Referring expression pointing data

--- START ---

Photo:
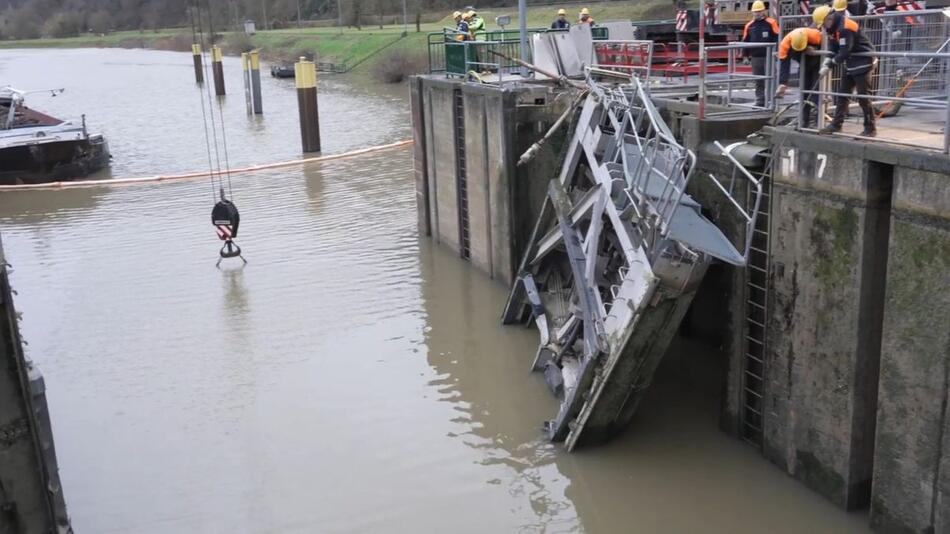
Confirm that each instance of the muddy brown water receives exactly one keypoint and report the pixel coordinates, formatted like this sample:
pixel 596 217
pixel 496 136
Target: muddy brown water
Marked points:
pixel 352 377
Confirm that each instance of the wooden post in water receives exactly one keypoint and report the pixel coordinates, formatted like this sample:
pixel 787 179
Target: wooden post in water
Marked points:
pixel 199 69
pixel 245 66
pixel 255 59
pixel 306 77
pixel 217 69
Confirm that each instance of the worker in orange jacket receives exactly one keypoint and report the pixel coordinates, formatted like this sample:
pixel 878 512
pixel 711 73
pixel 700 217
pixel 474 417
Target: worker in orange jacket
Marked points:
pixel 761 29
pixel 801 44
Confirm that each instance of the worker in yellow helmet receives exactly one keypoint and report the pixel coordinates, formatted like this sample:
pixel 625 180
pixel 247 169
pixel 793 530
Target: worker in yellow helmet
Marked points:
pixel 761 29
pixel 461 26
pixel 802 45
pixel 585 18
pixel 476 25
pixel 561 23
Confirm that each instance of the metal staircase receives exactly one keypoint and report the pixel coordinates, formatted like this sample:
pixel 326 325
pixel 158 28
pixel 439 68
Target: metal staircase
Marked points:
pixel 460 176
pixel 757 290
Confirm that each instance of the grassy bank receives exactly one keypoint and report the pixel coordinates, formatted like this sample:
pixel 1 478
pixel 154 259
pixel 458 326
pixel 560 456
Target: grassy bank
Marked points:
pixel 367 47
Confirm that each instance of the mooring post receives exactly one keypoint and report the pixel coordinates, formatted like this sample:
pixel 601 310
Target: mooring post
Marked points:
pixel 217 69
pixel 199 69
pixel 255 59
pixel 306 76
pixel 245 69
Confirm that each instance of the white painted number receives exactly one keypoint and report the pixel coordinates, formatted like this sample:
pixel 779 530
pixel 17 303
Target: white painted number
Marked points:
pixel 822 161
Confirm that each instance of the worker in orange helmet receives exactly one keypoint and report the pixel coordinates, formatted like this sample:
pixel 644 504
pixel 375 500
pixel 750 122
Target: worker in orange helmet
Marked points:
pixel 585 18
pixel 561 23
pixel 761 29
pixel 846 40
pixel 801 44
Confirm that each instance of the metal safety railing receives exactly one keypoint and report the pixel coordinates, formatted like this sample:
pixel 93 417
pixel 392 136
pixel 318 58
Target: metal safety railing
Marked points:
pixel 634 58
pixel 935 104
pixel 437 45
pixel 737 77
pixel 478 58
pixel 658 169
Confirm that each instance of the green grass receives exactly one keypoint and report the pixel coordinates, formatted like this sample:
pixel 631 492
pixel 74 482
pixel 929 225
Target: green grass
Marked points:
pixel 351 46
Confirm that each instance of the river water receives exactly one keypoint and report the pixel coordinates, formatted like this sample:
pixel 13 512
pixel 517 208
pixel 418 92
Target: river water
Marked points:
pixel 352 377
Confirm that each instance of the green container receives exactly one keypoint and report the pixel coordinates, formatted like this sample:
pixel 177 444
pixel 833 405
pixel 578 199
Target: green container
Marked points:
pixel 455 55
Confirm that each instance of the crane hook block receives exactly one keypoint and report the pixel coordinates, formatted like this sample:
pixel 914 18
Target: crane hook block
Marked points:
pixel 226 219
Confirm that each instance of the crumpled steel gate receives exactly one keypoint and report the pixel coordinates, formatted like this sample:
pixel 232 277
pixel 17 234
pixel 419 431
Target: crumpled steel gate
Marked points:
pixel 614 261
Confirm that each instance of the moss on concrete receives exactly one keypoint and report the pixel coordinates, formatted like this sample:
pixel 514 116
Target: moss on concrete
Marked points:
pixel 818 476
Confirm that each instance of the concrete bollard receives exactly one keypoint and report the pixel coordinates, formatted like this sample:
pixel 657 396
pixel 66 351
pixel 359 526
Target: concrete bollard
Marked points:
pixel 306 77
pixel 217 69
pixel 255 59
pixel 199 68
pixel 245 69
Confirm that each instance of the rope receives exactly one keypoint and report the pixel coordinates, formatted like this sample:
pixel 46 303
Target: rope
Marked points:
pixel 214 129
pixel 224 135
pixel 204 118
pixel 112 182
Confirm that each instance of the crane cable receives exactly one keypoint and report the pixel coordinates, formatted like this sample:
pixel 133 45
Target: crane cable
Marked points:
pixel 192 13
pixel 224 214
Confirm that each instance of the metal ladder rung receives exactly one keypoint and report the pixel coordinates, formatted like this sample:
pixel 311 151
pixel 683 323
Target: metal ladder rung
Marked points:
pixel 753 375
pixel 753 410
pixel 753 427
pixel 757 359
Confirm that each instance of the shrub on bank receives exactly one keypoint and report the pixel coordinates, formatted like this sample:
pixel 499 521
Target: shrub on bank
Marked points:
pixel 238 42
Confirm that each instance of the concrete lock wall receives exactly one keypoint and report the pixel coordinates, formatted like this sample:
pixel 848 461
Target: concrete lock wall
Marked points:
pixel 31 499
pixel 858 336
pixel 827 290
pixel 496 125
pixel 911 469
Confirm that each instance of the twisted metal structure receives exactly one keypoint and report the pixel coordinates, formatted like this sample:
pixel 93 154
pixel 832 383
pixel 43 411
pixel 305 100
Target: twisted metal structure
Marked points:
pixel 615 258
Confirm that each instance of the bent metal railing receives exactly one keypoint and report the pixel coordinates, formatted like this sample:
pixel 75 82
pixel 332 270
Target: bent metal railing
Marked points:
pixel 736 77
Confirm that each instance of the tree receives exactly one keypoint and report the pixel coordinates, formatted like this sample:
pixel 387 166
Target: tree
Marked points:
pixel 63 24
pixel 100 21
pixel 24 23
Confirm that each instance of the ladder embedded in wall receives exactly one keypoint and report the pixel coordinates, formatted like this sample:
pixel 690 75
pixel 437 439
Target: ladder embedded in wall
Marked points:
pixel 757 291
pixel 460 176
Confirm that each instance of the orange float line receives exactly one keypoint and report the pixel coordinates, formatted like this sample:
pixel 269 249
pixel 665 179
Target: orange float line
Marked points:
pixel 203 174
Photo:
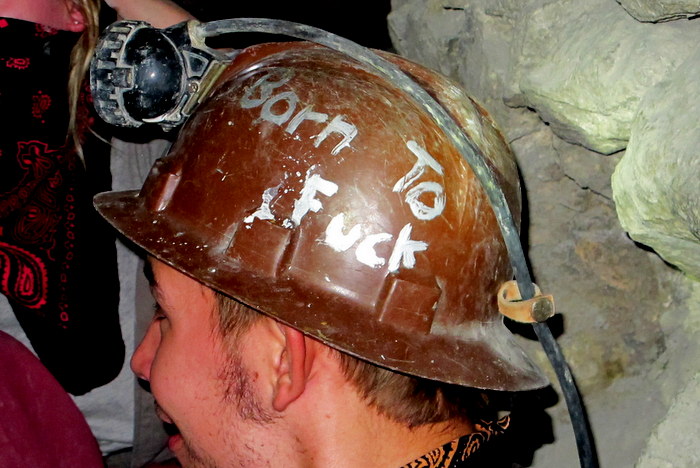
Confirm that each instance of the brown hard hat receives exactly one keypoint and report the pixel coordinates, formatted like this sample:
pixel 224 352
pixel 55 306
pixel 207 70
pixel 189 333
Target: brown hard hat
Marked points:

--- END ---

WHAT TO PRODUCE:
Write out all of the data above exactly, without any of its pictures.

RESPONSE AREA:
Photo:
Confirm that each instance of the muddy brown water receives exactly one keypoint and report the pixel coordinates, formatted like this sample:
pixel 596 217
pixel 496 136
Target: muddy brown water
Marked points:
pixel 352 377
Confirm that each instance of the wooden post in water receives exactly one keypoint and report the pixel coordinates, formatted like this sample:
pixel 787 179
Target: wooden post in water
Marked points:
pixel 199 69
pixel 245 66
pixel 255 59
pixel 306 77
pixel 217 69
Confirm that each instance of the worker in orange jacket receives exactly one keypoint and report the pixel coordinates, formatted like this sample:
pixel 878 512
pixel 711 73
pixel 700 217
pixel 474 417
Target: worker in orange jacket
Marked points:
pixel 761 29
pixel 801 44
Confirm that each instance of the worker in yellow helmet receives exactly one keypoint and report the pixel coordinates, formatted like this sample:
pixel 625 180
pixel 247 169
pixel 793 530
Target: worker in yellow helmet
Marked points:
pixel 761 29
pixel 461 26
pixel 802 45
pixel 585 18
pixel 476 25
pixel 561 23
Confirm that each instance of the metal staircase receives exactly one keypoint and report the pixel coordinates, formatted like this sample:
pixel 326 325
pixel 158 28
pixel 439 68
Target: metal staircase
Marked points:
pixel 460 176
pixel 757 290
Confirm that each instance of the grassy bank receives exactly one keypoint and report the pixel coordinates, formatted like this sample:
pixel 1 478
pixel 154 259
pixel 458 326
pixel 560 456
Target: grassy bank
Marked points:
pixel 367 47
Confirm that each instance of the mooring post receives exactly one keypoint and report the pixel coordinates, formatted like this sample:
pixel 601 310
Target: mooring post
Marked points:
pixel 217 69
pixel 199 69
pixel 255 59
pixel 306 76
pixel 245 69
Confirm that each instance of the white painted number receives exactly one keypoint and report the pixel coordinates, formatted like this sample:
pixel 779 530
pixel 17 303
Target: white painted number
Marked points:
pixel 822 161
Confirm that each instance of the worker in orange helmet receives exactly one keypoint and report the pixel coordinates, formatted like this sample:
pixel 644 504
pixel 375 500
pixel 750 122
Target: worker in orange helmet
Marked points:
pixel 585 18
pixel 561 23
pixel 761 29
pixel 846 40
pixel 801 44
Confirm that each instance of the metal safety railing receives exactly one keypoint and report the pixel coordinates, formatted like this sample:
pixel 93 417
pixel 392 136
pixel 318 58
Target: metal safety railing
Marked points:
pixel 634 58
pixel 935 104
pixel 437 45
pixel 737 77
pixel 478 58
pixel 658 169
Confirm that each instance of the green grass receives exactly one keypoint and report the pixel coordinates, formatted like this sample:
pixel 631 492
pixel 74 482
pixel 929 225
Target: green grass
Marked points:
pixel 351 46
Confirm that each instance of the river water receives exactly one keypoint and report the pixel coordinates, formatted like this sample:
pixel 13 512
pixel 517 208
pixel 418 92
Target: river water
Marked points:
pixel 352 377
Confirm that each instance of the green container receives exactly one keypoint and report the pixel coordinates, formatted like this sample:
pixel 177 444
pixel 833 405
pixel 578 199
Target: green container
Marked points:
pixel 455 55
Confirm that each instance of the crane hook block receives exactly one keypoint and report the pixel coordinates, formatted like this sample:
pixel 914 18
Target: crane hook block
Marked points:
pixel 226 219
Confirm that each instance of the crumpled steel gate receives exactly one keypoint and report the pixel coordinates, formatted like this sample:
pixel 232 277
pixel 17 234
pixel 419 431
Target: crumpled steel gate
Marked points:
pixel 614 261
Confirm that each instance of the moss on concrete receives exactly one keypoint and report the pixel coordinates, formatted like this sample:
pixel 514 116
Target: moss on concrete
Marked points:
pixel 818 476
Confirm that each instance of the concrete bollard receives exactly one keypoint and report the pixel coordinates, formatted like this sample:
pixel 657 396
pixel 66 351
pixel 359 526
Target: concrete bollard
Marked points:
pixel 306 77
pixel 217 69
pixel 255 59
pixel 199 68
pixel 245 69
Confirm that each instance of the rope receives exactly one keypoint and report the pixel coordinates, formatted like this sample:
pixel 46 303
Target: rope
Marked points:
pixel 214 129
pixel 224 135
pixel 204 118
pixel 112 182
Confirm that each instance of the crane cable receives exactly one keypoint and report the pixel coordinates, formatted like this sample:
pixel 133 45
Target: crane cable
Marked points:
pixel 192 13
pixel 224 214
Confirm that each instance of the metal ladder rung receives exactly one keypoint and report the pixel coordinates, formatted like this sample:
pixel 311 151
pixel 683 323
Target: metal ladder rung
Marked points:
pixel 753 375
pixel 753 410
pixel 753 427
pixel 757 359
Confirm that each instance of the shrub on bank receives exactly one keypoint and report the pixel coordinates, formatted like this sample:
pixel 499 521
Target: shrub on bank
Marked points:
pixel 238 42
Confirm that each instance of the concrete lock wall receives exactly one keypoint and report the pixel coordinates, formatted like this sample:
pixel 848 461
Target: concrete lock wall
Marked points:
pixel 31 499
pixel 858 336
pixel 827 290
pixel 496 125
pixel 911 469
Confirm that each instance of the twisted metal structure receives exactly one keypoint and report the pixel coordinates, formatted like this sample:
pixel 93 154
pixel 832 383
pixel 43 411
pixel 305 100
Target: twisted metal structure
Marked points:
pixel 615 258
Confirm that each instance of the bent metal railing receives exactly one keypoint and report the pixel coordinates, formatted like this sample:
pixel 75 82
pixel 332 270
Target: bent metal railing
Marked points:
pixel 736 77
Confirm that each instance of the tree receives exactly one keypoint and report the pixel coordinates, formatted like this sample:
pixel 387 166
Target: tree
Marked points:
pixel 63 24
pixel 100 21
pixel 24 23
Confirm that each instance of the ladder embedded in wall receives exactly one keypoint and report the pixel coordinates, formatted like this sample:
pixel 690 75
pixel 437 439
Target: ladder embedded in wall
Marked points:
pixel 757 291
pixel 460 176
Confirm that each instance of the orange float line receives exactly one keypoint and report the pixel coordinates, formatted like this sample:
pixel 269 249
pixel 665 179
Target: orange float line
Marked points:
pixel 203 174
Photo:
Confirm that each instance of the brown hard hat receives exactly one keypoint and report the pixel coordinates, formatted like this sample:
pixel 224 352
pixel 55 306
pixel 207 70
pixel 189 333
Target: brown hard hat
Marked points:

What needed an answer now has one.